Freinet, leggiamo nella quarta di copertina della nostra pubblicazione ‘I 4 passi per una pedagogia dell’emancipazione’ del 2015, consiglia di non  applicare tutte le tecniche in una volta pensando così di formare una classe cooperativa. La fretta, l’eccesso di zelo, l’entusiasmo potrebbero condurre a una sconfitta con conseguenze negative per la conduzione della classe.

Nelle sue raccomandazioni, non tutte attuali  e condivisibili in toto, fra l’altro consiglia:

  • impegnatevi in una tecnica che potete dominare
  • per molto tempo, le pratiche tradizionali e le nuove pratiche nella vostra classe procederanno di pari passo
  • iniziate con il testo libero ma non scolarizzatelo facendolo passare come sostitutivo del tema, solo lasciando la libertà di scelta del soggetto quindi come esecuzione ‘a comando’ (veramente raccomanda anche di conservare il libro di testo ma su questo in Italia siamo andati avanti anche a livello normativo pur essendo l’adozione alternativa praticata in realtà limitate)

**ESTRATTO DEI DATI:**
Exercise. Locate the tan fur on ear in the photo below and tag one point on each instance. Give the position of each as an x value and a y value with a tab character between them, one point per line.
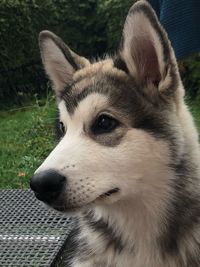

**CONSEGNE:**
1. Elenca i fattori che, secondo il brano su Freinet, potrebbero condurre a una sconfitta.
2. Trascrivi il tratto del brano su Freinet che va da "Freinet, leggiamo nella" fino a "conduzione della classe.", rinominando "classe" in "sezione".
3. Prosegui il brano su Freinet scrivendo il seguito dopo l'ultima raccomandazione riportata.
Il materiale proviene da una fonte diversa dal brano.

**SOLUZIONI:**
1. La fretta; l'eccesso di zelo; l'entusiasmo.

2.
Freinet, leggiamo nella quarta di copertina della nostra pubblicazione ‘I 4 passi per una pedagogia dell’emancipazione’ del 2015, consiglia di non  applicare tutte le tecniche in una volta pensando così di formare una sezione cooperativa. La fretta, l’eccesso di zelo, l’entusiasmo potrebbero condurre a una sconfitta con conseguenze negative per la conduzione della sezione.

3.
  • organizzate la cooperativa di classe il prima possibile (nel 1994 l’allora ministro Lombardi fece una convenzione con la Confcooperative trentina per l’istituzione della cooperativa di classe con nomina di un presidente e un segretario, il deposito di un libretto bancario, l’assemblea dei ‘soci’ e la scelta di attività a partire dalle classi quarte; forse, pur nel segno di un certo economicismo, la formula più vicina alla cooperativa di classe come la facevano Lodi, Ciari, i maestri di cooperazione educata. Dove lo sviluppo di attività remunerative- allevamenti, stampa e vendita di giornalini, realizzazione di spettacoli, mercatini   erano le condizioni per esperienze culturali più ampie- uscite, visite, acquisto di materiali comuni, di cui tutti potessero fruire coltivando lo spirito comunitario.